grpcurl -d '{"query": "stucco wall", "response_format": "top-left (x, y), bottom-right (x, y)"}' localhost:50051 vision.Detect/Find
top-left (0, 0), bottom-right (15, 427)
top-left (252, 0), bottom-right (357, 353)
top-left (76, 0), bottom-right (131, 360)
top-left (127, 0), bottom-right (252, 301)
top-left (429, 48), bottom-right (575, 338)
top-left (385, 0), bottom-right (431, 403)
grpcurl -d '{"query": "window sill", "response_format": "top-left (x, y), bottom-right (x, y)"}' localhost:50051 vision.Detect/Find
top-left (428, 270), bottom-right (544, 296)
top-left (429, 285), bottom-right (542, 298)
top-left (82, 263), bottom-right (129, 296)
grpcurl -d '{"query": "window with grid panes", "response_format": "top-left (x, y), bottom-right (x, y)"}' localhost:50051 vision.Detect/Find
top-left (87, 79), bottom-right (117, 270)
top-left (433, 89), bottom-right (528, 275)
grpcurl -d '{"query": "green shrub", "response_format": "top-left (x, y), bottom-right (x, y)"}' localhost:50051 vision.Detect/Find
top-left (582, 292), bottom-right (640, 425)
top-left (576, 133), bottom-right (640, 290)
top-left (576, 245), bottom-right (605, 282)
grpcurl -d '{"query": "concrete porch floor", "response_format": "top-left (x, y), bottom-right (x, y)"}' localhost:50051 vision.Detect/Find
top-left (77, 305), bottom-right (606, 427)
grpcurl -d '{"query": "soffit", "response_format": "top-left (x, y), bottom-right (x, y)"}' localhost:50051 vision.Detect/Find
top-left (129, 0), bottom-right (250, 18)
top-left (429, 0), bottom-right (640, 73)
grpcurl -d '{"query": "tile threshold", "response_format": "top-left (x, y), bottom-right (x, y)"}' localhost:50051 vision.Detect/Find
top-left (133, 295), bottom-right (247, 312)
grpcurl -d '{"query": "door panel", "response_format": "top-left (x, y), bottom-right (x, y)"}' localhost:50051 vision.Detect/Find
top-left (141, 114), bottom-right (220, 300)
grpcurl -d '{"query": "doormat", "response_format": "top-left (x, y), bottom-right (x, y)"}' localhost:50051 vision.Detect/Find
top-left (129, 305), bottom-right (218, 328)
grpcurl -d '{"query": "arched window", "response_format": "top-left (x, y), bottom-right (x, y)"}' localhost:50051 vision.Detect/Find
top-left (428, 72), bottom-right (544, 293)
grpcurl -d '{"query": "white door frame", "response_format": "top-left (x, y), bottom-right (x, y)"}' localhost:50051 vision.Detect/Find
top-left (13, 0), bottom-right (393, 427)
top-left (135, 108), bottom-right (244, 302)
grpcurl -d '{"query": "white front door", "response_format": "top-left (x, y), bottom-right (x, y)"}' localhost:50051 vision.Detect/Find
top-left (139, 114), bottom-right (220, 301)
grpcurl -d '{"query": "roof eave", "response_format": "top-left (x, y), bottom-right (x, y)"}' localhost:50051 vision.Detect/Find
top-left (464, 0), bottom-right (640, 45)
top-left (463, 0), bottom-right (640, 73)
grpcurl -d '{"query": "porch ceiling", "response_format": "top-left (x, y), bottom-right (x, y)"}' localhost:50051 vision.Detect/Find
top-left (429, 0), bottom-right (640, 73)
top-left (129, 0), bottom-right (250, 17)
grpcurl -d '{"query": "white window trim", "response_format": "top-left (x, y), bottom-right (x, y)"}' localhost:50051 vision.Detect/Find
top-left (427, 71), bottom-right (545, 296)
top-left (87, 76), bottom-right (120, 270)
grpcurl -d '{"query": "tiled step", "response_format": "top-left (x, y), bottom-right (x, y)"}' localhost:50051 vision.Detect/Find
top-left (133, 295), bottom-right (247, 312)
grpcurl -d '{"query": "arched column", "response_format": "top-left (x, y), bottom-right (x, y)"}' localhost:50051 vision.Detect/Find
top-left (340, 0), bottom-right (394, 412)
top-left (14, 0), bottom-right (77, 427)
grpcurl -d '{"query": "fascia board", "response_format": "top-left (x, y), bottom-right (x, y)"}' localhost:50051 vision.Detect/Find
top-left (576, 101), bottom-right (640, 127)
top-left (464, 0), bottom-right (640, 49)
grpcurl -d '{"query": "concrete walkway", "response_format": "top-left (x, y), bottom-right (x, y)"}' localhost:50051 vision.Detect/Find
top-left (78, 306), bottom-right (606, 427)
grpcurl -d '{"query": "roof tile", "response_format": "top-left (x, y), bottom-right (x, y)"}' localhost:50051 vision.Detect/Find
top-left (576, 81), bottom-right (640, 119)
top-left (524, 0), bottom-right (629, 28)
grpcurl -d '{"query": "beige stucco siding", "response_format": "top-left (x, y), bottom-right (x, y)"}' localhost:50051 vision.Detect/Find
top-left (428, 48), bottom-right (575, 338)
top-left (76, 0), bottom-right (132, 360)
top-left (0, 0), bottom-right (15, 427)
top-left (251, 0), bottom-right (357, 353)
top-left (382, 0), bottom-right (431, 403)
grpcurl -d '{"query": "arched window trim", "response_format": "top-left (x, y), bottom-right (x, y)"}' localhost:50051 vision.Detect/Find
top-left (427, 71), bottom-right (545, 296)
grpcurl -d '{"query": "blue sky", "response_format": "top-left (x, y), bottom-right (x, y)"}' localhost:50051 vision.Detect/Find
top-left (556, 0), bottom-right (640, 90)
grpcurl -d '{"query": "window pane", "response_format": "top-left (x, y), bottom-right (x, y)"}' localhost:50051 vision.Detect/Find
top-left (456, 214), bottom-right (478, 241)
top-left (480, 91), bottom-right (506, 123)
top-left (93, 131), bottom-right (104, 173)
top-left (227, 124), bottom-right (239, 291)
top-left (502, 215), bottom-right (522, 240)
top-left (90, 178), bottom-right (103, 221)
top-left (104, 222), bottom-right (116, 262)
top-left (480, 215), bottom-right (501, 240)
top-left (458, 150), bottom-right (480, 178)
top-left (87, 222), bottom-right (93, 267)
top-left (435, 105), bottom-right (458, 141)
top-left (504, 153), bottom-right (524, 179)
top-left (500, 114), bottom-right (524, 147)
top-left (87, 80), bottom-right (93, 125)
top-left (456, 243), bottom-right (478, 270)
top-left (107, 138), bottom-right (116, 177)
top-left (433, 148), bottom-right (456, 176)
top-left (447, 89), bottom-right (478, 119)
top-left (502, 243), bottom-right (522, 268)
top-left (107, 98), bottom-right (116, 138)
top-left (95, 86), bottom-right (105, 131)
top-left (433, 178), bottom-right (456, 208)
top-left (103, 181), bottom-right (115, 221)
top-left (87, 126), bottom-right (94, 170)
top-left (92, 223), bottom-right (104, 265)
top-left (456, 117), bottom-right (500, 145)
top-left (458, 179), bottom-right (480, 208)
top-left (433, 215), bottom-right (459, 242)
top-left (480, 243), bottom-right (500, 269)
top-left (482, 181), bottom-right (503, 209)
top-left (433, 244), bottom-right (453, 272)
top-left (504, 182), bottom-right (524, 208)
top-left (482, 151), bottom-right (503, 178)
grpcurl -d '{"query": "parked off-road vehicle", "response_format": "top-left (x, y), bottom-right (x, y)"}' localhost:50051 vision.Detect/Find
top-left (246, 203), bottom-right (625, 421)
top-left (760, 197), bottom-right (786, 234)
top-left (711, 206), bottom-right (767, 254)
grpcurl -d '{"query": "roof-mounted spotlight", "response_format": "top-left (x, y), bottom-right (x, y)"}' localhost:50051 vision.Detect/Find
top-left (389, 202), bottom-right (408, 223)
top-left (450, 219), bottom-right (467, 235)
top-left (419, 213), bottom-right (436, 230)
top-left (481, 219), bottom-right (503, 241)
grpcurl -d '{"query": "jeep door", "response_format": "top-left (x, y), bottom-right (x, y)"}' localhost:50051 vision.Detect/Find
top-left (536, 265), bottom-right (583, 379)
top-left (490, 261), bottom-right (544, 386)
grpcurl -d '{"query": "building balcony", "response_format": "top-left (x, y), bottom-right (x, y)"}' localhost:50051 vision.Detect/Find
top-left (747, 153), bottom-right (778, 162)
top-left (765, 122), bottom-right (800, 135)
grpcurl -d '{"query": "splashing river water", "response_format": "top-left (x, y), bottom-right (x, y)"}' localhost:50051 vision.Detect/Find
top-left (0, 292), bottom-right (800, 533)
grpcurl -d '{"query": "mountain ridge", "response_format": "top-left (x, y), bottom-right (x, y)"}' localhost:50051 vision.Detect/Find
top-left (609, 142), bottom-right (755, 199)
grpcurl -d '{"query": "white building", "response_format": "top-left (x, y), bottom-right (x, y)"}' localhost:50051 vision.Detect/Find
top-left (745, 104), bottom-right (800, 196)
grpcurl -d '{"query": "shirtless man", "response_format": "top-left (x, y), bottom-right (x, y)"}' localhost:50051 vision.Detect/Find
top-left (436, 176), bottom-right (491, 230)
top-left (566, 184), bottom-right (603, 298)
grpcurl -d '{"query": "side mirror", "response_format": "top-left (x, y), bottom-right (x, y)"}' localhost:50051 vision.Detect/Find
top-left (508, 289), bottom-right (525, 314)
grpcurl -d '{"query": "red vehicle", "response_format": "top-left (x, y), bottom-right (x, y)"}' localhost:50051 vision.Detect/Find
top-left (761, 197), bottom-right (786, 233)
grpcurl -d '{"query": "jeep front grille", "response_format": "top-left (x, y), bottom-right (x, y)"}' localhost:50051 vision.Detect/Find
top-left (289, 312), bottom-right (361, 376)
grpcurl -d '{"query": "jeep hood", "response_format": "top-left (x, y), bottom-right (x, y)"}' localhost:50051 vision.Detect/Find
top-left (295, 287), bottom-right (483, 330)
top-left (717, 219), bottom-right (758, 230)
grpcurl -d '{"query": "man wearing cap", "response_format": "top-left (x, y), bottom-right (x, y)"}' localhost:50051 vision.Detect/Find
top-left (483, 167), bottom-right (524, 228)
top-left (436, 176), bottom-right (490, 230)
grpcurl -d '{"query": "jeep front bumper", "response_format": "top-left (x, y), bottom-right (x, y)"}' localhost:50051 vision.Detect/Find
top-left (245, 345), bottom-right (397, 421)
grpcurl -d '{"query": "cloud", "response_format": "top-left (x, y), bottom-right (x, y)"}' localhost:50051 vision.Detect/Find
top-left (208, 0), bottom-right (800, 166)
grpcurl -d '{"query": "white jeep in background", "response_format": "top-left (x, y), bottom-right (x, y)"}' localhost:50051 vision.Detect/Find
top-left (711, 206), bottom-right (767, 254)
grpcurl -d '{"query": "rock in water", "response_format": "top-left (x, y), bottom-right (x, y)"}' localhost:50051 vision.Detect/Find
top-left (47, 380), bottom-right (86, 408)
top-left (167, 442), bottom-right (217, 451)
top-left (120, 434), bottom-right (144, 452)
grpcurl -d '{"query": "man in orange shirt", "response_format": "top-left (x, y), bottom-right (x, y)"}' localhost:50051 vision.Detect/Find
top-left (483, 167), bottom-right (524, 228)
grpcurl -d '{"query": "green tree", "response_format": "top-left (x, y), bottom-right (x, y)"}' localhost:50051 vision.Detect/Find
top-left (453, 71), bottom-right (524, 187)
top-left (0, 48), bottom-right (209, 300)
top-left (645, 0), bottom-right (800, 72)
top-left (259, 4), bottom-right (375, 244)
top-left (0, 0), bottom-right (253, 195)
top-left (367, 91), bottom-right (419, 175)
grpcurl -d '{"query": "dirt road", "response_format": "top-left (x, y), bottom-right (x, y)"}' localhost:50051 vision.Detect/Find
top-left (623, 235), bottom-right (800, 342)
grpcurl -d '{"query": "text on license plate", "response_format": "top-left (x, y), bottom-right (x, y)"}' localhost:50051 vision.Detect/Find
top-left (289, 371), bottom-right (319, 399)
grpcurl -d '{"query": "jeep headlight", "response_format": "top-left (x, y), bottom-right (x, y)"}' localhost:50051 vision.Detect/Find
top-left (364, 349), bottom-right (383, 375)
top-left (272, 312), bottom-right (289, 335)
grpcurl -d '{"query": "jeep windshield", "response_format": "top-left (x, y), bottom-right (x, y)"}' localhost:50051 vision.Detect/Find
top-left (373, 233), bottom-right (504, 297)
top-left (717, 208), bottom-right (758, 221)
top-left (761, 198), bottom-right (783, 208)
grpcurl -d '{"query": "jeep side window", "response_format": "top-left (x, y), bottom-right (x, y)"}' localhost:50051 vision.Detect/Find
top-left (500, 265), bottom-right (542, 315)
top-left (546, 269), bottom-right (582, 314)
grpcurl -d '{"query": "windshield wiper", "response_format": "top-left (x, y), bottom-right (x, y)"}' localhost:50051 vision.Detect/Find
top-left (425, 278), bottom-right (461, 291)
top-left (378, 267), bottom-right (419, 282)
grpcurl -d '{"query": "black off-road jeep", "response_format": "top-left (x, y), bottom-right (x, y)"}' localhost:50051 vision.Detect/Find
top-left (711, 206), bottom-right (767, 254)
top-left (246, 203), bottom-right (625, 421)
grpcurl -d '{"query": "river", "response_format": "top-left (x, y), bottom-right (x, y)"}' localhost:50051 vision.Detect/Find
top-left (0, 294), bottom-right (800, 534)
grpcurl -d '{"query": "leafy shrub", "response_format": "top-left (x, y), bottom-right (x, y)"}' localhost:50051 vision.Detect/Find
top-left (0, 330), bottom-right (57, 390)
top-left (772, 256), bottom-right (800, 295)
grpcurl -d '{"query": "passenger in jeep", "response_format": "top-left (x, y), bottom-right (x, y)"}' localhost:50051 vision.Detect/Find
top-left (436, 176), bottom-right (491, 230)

○ ○ ○

[Stated problem]: Output the items without any change, from the first line through the line that contains "top-left (141, 114), bottom-right (220, 300)", including that line.

[Result of this exercise]:
grpcurl -d '{"query": "stucco wall", "response_format": "top-left (x, y), bottom-right (x, y)"}' localhost:50051 vision.Detect/Find
top-left (0, 0), bottom-right (15, 427)
top-left (252, 0), bottom-right (357, 353)
top-left (76, 0), bottom-right (131, 360)
top-left (127, 0), bottom-right (252, 301)
top-left (429, 48), bottom-right (575, 338)
top-left (385, 0), bottom-right (431, 403)
grpcurl -d '{"query": "window sill", "response_format": "top-left (x, y), bottom-right (x, y)"}' localhost:50051 vision.Detect/Find
top-left (428, 270), bottom-right (544, 296)
top-left (429, 285), bottom-right (542, 298)
top-left (82, 263), bottom-right (129, 296)
grpcurl -d '{"query": "window with grid panes", "response_format": "top-left (x, y), bottom-right (x, y)"}' localhost:50051 vision.Detect/Find
top-left (87, 79), bottom-right (117, 270)
top-left (433, 89), bottom-right (528, 275)
grpcurl -d '{"query": "green shrub", "response_format": "top-left (x, y), bottom-right (x, y)"}' localhost:50051 vision.Detect/Find
top-left (582, 292), bottom-right (640, 425)
top-left (576, 133), bottom-right (640, 290)
top-left (576, 245), bottom-right (605, 282)
grpcurl -d '{"query": "concrete porch floor", "response_format": "top-left (x, y), bottom-right (x, y)"}' localhost:50051 vision.Detect/Find
top-left (77, 305), bottom-right (606, 427)
grpcurl -d '{"query": "soffit", "response_format": "top-left (x, y), bottom-right (x, y)"}' localhost:50051 vision.Detect/Find
top-left (129, 0), bottom-right (250, 18)
top-left (429, 0), bottom-right (640, 73)
grpcurl -d '{"query": "tile threshold", "response_format": "top-left (x, y), bottom-right (x, y)"}' localhost:50051 vision.Detect/Find
top-left (133, 295), bottom-right (247, 312)
grpcurl -d '{"query": "door panel", "response_format": "top-left (x, y), bottom-right (x, y)"}' localhost:50051 vision.Detect/Find
top-left (141, 114), bottom-right (220, 300)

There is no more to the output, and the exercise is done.